GOAL OF THE EXERCISE: Set down the entries once more, exactly as given.

[Referring expression pointing data]
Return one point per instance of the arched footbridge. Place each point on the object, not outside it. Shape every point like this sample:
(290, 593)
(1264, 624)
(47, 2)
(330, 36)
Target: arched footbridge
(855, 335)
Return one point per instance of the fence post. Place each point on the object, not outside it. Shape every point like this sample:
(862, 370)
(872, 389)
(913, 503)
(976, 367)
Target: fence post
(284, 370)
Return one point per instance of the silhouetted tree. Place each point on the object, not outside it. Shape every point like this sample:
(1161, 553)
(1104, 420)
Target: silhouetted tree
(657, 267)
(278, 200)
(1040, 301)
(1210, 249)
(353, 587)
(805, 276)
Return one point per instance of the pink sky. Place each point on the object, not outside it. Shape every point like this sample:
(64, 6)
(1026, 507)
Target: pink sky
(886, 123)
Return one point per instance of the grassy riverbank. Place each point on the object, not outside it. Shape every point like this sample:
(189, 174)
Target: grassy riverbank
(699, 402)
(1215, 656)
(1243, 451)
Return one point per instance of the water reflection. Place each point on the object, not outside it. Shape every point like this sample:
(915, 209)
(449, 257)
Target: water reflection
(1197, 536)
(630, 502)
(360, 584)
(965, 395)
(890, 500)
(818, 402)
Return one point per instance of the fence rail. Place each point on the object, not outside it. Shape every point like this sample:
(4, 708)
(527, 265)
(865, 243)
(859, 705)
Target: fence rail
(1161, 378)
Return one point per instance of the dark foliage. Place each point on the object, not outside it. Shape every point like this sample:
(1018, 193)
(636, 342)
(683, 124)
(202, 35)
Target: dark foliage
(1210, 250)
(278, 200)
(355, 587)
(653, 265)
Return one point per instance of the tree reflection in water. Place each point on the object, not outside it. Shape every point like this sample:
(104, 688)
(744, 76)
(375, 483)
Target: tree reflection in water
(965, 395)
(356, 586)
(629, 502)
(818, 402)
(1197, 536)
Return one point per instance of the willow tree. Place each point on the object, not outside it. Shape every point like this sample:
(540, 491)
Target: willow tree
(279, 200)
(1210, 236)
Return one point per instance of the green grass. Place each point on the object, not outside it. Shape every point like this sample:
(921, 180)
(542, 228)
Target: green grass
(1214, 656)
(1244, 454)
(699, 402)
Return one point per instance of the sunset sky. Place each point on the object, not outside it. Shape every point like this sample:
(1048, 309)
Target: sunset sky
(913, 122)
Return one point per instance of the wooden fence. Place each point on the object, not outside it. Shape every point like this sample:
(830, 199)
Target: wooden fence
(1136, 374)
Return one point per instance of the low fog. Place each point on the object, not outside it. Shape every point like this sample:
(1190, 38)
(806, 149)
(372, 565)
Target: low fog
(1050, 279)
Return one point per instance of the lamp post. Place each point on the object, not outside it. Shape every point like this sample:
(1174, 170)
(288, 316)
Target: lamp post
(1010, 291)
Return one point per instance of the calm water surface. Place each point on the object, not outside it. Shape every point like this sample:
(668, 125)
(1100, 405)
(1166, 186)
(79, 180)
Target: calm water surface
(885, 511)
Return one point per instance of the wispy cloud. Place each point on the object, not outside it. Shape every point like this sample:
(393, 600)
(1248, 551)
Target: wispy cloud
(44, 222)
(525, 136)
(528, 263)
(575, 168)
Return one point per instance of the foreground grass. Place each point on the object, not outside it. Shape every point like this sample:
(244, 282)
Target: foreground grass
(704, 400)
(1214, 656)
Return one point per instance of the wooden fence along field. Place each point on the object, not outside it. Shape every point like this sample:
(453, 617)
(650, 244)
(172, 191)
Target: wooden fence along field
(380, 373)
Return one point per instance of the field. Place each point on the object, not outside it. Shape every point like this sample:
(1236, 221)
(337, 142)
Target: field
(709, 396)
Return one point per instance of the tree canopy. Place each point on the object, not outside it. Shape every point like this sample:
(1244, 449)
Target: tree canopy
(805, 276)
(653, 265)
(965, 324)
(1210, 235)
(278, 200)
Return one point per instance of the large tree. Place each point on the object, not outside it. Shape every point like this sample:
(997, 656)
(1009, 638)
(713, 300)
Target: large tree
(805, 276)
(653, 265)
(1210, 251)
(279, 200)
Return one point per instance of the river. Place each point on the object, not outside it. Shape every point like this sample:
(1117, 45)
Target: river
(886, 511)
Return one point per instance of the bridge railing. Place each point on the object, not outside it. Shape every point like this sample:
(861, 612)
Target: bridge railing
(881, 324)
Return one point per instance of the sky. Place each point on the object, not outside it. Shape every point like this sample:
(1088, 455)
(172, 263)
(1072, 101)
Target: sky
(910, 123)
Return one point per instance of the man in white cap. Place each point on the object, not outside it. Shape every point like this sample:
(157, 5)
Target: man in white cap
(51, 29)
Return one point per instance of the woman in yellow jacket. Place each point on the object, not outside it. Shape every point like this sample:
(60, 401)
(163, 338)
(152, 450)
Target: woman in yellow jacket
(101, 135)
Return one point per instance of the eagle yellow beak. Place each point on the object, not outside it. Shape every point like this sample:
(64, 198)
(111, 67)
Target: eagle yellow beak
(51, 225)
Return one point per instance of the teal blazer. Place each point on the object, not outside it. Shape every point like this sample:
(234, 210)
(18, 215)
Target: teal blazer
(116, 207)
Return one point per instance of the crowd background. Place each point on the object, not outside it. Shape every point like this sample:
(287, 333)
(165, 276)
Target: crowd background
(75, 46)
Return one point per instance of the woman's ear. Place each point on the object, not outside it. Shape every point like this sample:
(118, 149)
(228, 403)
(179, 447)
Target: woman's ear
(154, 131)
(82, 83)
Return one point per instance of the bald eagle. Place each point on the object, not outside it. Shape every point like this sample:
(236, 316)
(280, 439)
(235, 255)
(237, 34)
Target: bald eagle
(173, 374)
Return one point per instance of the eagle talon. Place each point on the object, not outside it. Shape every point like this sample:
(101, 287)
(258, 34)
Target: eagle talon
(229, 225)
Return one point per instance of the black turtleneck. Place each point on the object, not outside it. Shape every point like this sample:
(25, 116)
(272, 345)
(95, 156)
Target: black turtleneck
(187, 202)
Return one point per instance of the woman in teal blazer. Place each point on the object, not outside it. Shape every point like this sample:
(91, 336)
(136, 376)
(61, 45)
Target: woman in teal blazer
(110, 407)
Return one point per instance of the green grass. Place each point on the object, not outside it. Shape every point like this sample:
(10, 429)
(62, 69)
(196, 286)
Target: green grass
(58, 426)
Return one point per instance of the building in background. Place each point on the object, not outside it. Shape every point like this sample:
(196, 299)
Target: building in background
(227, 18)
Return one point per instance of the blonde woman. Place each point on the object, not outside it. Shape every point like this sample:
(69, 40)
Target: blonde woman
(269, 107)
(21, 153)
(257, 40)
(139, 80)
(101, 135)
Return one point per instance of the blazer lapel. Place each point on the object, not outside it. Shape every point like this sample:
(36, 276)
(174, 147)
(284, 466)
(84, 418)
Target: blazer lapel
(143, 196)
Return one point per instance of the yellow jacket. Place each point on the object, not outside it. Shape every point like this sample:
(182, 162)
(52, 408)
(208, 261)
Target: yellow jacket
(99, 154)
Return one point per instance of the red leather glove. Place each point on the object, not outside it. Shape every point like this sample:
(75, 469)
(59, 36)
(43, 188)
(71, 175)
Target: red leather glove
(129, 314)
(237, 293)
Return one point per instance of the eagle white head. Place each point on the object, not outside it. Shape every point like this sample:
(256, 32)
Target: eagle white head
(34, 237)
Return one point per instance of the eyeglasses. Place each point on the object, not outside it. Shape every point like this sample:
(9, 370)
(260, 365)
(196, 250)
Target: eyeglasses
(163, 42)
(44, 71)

RESPONSE:
Return one point per instance of the arched footbridge. Place each point on the object, not outside it. Shape every point like this sample:
(290, 593)
(1264, 624)
(47, 2)
(330, 36)
Target: arched footbridge
(855, 335)
Return one point per instance of the fence post. Place each point on the object, not outside it. Shape every point like this sample:
(862, 370)
(872, 389)
(913, 503)
(976, 367)
Target: fence post
(284, 370)
Return one point per instance of the silhouetted tree. Place each point on the object, not outside it. Shape every point like this sample:
(1161, 553)
(1104, 420)
Target: silhouetted tree
(657, 267)
(278, 200)
(1040, 301)
(1210, 249)
(353, 587)
(805, 276)
Return one point per instance of the pink sky. Place each point on the object, not outside it. Shape every point like this sample:
(64, 6)
(1026, 507)
Target: pink sky
(886, 123)
Return one point per instance of the grassy riverbank. Place each point on the object, not outside it. Shape every point like this sample:
(189, 174)
Target: grassy riverbank
(699, 402)
(1215, 656)
(1243, 451)
Return one point per instance of the water reflection. Place each point on the object, not outside it. Shape every point like this sample:
(915, 209)
(449, 257)
Target: water reflection
(1197, 536)
(630, 502)
(360, 584)
(965, 395)
(890, 500)
(818, 402)
Return one point per instance of the fence rail. Place each point on the object, not outside it. Shape every point like this sample:
(4, 708)
(527, 265)
(865, 243)
(859, 705)
Target: fence rail
(1161, 378)
Return one point per instance of the dark foliage. Place each point on the object, not outside it. Shape every point like this sample:
(1018, 193)
(636, 342)
(683, 124)
(202, 35)
Target: dark foliage
(1210, 250)
(278, 200)
(355, 587)
(653, 265)
Return one point per instance of the tree reflection in water. Place each point on the object, not outside it. Shape every point like this sample:
(104, 688)
(744, 76)
(375, 483)
Target: tree reflection in water
(965, 395)
(356, 586)
(629, 502)
(818, 402)
(1197, 536)
Return one point per instance of the willow tree. Place each point on the object, not outside it. Shape every point like this sample:
(540, 491)
Target: willow tree
(279, 200)
(1210, 236)
Return one point per instance of the green grass. Place each point on the object, not outside it. Shape every point like this sample:
(921, 180)
(542, 228)
Target: green grass
(1214, 656)
(1244, 454)
(699, 402)
Return one point per instance of the sunset sky. Place each point on the object, not outside it. Shape every point like this sample:
(1048, 309)
Target: sunset sky
(913, 122)
Return one point per instance of the wooden fence. Place each point on the object, not outside it. Shape every point like this sample:
(830, 199)
Target: wooden fence
(1136, 374)
Return one point per instance of the low fog. Place each point on the object, not outside it. Shape every point like this sample:
(1190, 38)
(806, 149)
(372, 565)
Target: low fog
(1050, 279)
Return one point per instance of the lamp post. Place each point on the object, not outside it. Shape every point like this sample:
(1174, 170)
(288, 316)
Target: lamp post
(1010, 291)
Return one point per instance of the calm water surface. Place each point on the object, not outside it. Shape every point like this sample:
(668, 125)
(1100, 405)
(1166, 186)
(79, 180)
Target: calm water surface
(885, 511)
Return one point per instance of the wispy cloud. Place each point on the object, not outside it. Shape every point like this sample:
(393, 600)
(1248, 551)
Target: wispy cloud
(44, 222)
(525, 136)
(528, 263)
(575, 168)
Return one point per instance of the foreground grass. Place each point on the object, not outside it. Shape every point like this sample:
(244, 282)
Target: foreground grass
(704, 400)
(1214, 656)
Return one point per instance of the wooden fence along field. Place each point on the object, not outside it. Shape every point like this sample:
(453, 617)
(650, 244)
(172, 191)
Target: wooden fence along field
(380, 373)
Return one point per instance of the field. Place each point on the object, not outside it. Shape every point like this sample:
(1236, 221)
(337, 142)
Target: field
(709, 396)
Return one point per instance of the tree canopy. Place each point on the object, not outside it. Shape every point like this sample:
(1244, 449)
Target: tree canopy
(805, 276)
(653, 265)
(965, 324)
(1210, 235)
(278, 200)
Return one point per instance of the large tree. Place each point on the object, not outside it. Shape every point like this sample:
(997, 656)
(1009, 638)
(713, 300)
Target: large tree
(805, 276)
(653, 265)
(1210, 251)
(279, 200)
Return one point per instance of the river. Place each point on the object, not outside it. Shape every point like this sample:
(1117, 45)
Target: river
(886, 511)
Return one point per instance of the bridge railing. Place each point on the object, not outside it. Shape every point like this sample:
(861, 612)
Target: bridge railing
(881, 324)
Return one point per instance of the sky. Place each point on the object, not outside it. Shape every point like this sample:
(1088, 455)
(172, 263)
(1072, 101)
Target: sky
(910, 123)
Return one point per instance of the man in white cap. Place each point on the object, not outside it. Shape every point like this sample:
(157, 5)
Target: man in white cap
(51, 29)
Return one point per instance of the woman in yellow jacket. Place each point on the object, not outside it. Shape every point like this sample:
(60, 401)
(163, 338)
(152, 450)
Target: woman in yellow jacket
(101, 135)
Return one point per instance of the eagle yellow beak. Place each point on the object, not outside it. Shape every point like this sample:
(64, 198)
(111, 67)
Target: eagle yellow beak
(51, 225)
Return one point per instance of the teal blazer. Place each point on the object, not outside it. Shape every point like this sample:
(234, 210)
(18, 215)
Target: teal blazer
(116, 207)
Return one point per instance of the crowd background. Place each point on the object, not outside it. Shape every point like this sample:
(287, 333)
(165, 276)
Target: crowd background
(75, 46)
Return one point per instance of the woman's ear. Place each point on the object, not outside it. Shape every point like this sample:
(118, 149)
(228, 403)
(179, 447)
Target: woman's ear
(154, 131)
(82, 83)
Return one point per instance of the bald eagle. Place each point on the object, not outside it. Shape every point like this sample:
(236, 316)
(280, 439)
(235, 255)
(237, 34)
Target: bald eagle
(173, 374)
Return one point per instance of the eagle talon. Place each point on the object, not outside it. Shape every point like this sample:
(101, 287)
(258, 34)
Target: eagle talon
(229, 225)
Return one point per instance of the black turtleneck. Place each point on the object, not outside it. Shape every point like this sample:
(25, 116)
(272, 345)
(95, 156)
Target: black turtleneck
(187, 202)
Return one point per instance of the woman in teal blazer. Place each point on the object, not outside it. Shape every point like this sample:
(91, 336)
(136, 376)
(61, 45)
Target: woman in teal blazer
(110, 407)
Return one point per instance of the green grass. Place each point on the object, not outside it. Shape every point like this sample:
(10, 429)
(62, 69)
(196, 286)
Target: green grass
(58, 426)
Return one point per instance of the building in background. Place each point on the object, not outside it. Shape every point like this sample:
(196, 299)
Target: building in background
(227, 18)
Return one point per instance of the blonde woman. Place each point on the object, not outside it. Shape every point like this sample:
(69, 40)
Target: blonde woman
(269, 107)
(21, 153)
(257, 40)
(139, 80)
(101, 135)
Return one point per instance of the blazer lapel. Place each point on the object, not outside it. Shape every point like this sample:
(36, 276)
(174, 147)
(284, 466)
(84, 418)
Target: blazer lapel
(143, 196)
Return one point per instance of the yellow jacket. Place each point on the object, not outside it. Shape every point like this sample:
(182, 162)
(52, 408)
(208, 261)
Target: yellow jacket
(99, 154)
Return one point per instance of the red leather glove. Place each point on the object, not outside it. Shape every point like this sample:
(75, 469)
(59, 36)
(43, 188)
(71, 175)
Target: red leather glove
(129, 314)
(237, 293)
Return one point per instance of the eagle white head. Place each point on the object, not outside it. Shape every point like this sample:
(256, 32)
Target: eagle white head
(34, 237)
Return one point per instance of the eyeglasses. Place each point on the object, not outside it. Shape every point like this sample:
(9, 370)
(260, 365)
(196, 250)
Target: eyeglasses
(163, 42)
(44, 71)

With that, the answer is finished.